• _PROBLEM STATEMENT_:
Your task is to write out exactly the lines from the line containing "For the scouting record, return for every instance of the sedan" through the end of the records, inclusive at both ends.

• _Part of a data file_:
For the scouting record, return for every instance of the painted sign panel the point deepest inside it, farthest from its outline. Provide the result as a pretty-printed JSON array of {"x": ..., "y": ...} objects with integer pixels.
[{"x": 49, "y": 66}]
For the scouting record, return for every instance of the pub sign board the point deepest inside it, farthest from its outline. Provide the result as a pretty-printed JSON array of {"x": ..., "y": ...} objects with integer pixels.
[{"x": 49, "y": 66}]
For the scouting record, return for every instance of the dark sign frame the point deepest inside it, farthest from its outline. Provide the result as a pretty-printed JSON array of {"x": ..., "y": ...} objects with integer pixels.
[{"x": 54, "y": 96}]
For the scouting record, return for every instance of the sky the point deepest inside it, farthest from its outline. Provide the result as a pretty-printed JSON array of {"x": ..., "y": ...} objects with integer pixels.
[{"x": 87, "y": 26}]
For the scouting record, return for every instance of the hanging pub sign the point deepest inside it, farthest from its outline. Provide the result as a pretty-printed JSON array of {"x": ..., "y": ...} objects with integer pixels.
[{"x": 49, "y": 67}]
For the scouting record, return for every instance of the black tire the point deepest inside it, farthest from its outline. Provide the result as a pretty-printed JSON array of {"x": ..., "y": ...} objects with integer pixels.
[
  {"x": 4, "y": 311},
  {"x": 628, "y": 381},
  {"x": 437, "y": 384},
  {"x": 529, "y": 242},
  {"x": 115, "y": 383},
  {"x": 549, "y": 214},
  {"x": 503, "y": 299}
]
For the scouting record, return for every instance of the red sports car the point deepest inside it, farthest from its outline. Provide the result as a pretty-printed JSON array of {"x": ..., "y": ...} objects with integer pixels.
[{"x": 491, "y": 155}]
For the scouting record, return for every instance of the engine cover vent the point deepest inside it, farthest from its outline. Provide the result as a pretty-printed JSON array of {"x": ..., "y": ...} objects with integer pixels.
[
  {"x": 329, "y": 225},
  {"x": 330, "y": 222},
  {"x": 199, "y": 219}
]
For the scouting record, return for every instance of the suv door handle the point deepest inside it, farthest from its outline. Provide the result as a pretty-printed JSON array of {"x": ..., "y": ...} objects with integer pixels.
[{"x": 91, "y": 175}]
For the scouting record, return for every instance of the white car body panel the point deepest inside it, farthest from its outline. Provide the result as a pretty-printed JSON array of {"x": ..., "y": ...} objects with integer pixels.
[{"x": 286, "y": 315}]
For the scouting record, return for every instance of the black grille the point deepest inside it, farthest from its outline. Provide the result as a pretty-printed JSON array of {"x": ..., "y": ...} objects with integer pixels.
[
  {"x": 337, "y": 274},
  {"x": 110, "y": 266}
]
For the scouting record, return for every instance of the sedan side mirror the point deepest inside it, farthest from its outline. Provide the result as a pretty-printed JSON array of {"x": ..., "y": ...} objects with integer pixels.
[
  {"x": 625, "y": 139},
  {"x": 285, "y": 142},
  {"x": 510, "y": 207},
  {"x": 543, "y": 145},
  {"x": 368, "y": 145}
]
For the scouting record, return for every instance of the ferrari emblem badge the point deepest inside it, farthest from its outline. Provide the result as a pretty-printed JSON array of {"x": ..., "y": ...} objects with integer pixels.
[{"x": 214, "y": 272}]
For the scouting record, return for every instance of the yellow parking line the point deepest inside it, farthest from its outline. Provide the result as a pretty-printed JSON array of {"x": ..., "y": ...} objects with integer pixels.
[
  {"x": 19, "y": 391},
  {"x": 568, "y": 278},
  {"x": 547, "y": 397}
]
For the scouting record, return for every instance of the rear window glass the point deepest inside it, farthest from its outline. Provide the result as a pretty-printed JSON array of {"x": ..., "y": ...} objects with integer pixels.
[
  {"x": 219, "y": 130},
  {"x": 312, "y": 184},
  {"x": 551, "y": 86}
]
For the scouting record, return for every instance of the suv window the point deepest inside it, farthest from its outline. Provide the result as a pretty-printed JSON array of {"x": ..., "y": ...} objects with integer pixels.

• _ANSWER BELOW_:
For the scouting record, return for every instance of the sedan side mirror the point deepest inside it, farthest from its outline. Provide the result as a pretty-printed JSON array of {"x": ..., "y": ...} objects with integer pixels.
[
  {"x": 625, "y": 139},
  {"x": 285, "y": 142},
  {"x": 510, "y": 207},
  {"x": 543, "y": 145},
  {"x": 368, "y": 145}
]
For the scouting record, return for every instance of the ferrari emblem badge the point deepest inside it, farthest from its outline. Provide the result as a pretty-printed JSON array of {"x": ..., "y": ...} objects with integer pixels.
[{"x": 214, "y": 272}]
For the scouting record, return for every instance of the yellow parking line the point deepest inside it, farthest from its outline. Provide the result as a pretty-printed JSON array of {"x": ..., "y": ...} objects with integer pixels.
[
  {"x": 19, "y": 391},
  {"x": 568, "y": 278},
  {"x": 547, "y": 397}
]
For the scouting record, return for every instance of the rear window glass the point deepest inside it, farthest from its outline. Provide the result as a pretty-printed JSON array of {"x": ..., "y": ...} objects with integer pixels.
[
  {"x": 219, "y": 130},
  {"x": 312, "y": 184},
  {"x": 551, "y": 86}
]
For the scouting record, return for every instance of the suv window the point deepest inside it, farthest from its outline. Provide the result as a pretty-printed JSON array of {"x": ..., "y": ...} objects with integer pixels.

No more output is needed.